## EXERCISE DETAILS
From the first line to the last, reproduce the material exactly.

## LISTED ENTRIES
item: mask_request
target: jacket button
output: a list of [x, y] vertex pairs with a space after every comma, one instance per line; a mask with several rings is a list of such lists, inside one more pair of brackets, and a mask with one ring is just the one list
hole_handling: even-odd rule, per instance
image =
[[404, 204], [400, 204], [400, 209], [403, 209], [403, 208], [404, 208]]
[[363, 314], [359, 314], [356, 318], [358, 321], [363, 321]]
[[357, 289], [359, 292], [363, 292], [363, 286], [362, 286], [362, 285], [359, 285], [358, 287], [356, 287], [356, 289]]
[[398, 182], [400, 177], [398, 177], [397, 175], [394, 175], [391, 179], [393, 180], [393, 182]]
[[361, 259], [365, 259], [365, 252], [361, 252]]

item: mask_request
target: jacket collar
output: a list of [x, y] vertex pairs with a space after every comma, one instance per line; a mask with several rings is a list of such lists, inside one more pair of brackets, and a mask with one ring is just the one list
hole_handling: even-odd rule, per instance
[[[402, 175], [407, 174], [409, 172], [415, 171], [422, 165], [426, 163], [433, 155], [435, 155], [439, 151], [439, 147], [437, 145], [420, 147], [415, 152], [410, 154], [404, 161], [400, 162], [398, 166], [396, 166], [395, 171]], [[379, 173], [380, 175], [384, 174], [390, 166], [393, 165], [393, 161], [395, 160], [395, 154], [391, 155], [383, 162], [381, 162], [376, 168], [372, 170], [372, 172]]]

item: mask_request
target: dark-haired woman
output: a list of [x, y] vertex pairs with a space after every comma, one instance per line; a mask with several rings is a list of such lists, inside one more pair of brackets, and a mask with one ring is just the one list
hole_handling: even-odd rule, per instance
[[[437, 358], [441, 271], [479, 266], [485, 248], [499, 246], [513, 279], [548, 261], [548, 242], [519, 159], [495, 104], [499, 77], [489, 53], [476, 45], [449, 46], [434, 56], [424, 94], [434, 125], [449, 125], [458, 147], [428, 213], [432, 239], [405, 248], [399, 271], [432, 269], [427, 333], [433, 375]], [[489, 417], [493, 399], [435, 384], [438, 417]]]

## PROBLEM SOLUTION
item: mask_request
target: jacket button
output: a list of [x, y] vertex pairs with a space after every comma, one instance per line; a mask with several rings is a list of such lists, inside one more pair of brackets, and a mask with one ring is just the one list
hole_handling: even-odd rule, per instance
image =
[[404, 204], [400, 204], [400, 209], [403, 209], [403, 208], [404, 208]]
[[363, 314], [359, 314], [356, 318], [358, 321], [363, 321]]
[[357, 289], [359, 292], [363, 292], [363, 286], [362, 286], [362, 285], [359, 285], [358, 287], [356, 287], [356, 289]]
[[398, 182], [400, 177], [398, 177], [397, 175], [394, 175], [391, 179], [393, 180], [393, 182]]
[[361, 259], [365, 259], [365, 252], [361, 252]]

item: mask_request
target: jacket collar
output: a list of [x, y] vertex pairs with a space after every comma, one instance per line; a mask with several rings is a list of such lists, inside one more pair of brackets, and a mask with one ring is just the one list
hole_handling: even-odd rule, per instance
[[[402, 175], [407, 174], [409, 172], [415, 171], [422, 165], [426, 163], [433, 155], [435, 155], [439, 151], [439, 147], [437, 145], [420, 147], [415, 152], [410, 154], [404, 161], [400, 162], [398, 166], [396, 166], [395, 171]], [[379, 173], [380, 175], [384, 174], [390, 166], [393, 165], [393, 161], [395, 160], [395, 154], [391, 155], [383, 162], [381, 162], [376, 168], [372, 170], [372, 172]]]

item: mask_request
target: dark-haired woman
output: a list of [x, y] vertex pairs with a space after every comma, one instance per line; a mask with several rings is a list of such lists, inside one more pair of brackets, and a mask with one ring is just the one list
hole_handling: even-odd rule, per instance
[[[437, 358], [441, 271], [479, 266], [485, 248], [499, 246], [513, 279], [548, 261], [548, 242], [519, 159], [495, 104], [499, 77], [489, 53], [476, 45], [449, 46], [434, 56], [424, 94], [434, 125], [449, 125], [458, 147], [428, 213], [432, 239], [405, 248], [399, 271], [432, 269], [427, 333], [433, 375]], [[489, 417], [493, 399], [435, 384], [438, 417]]]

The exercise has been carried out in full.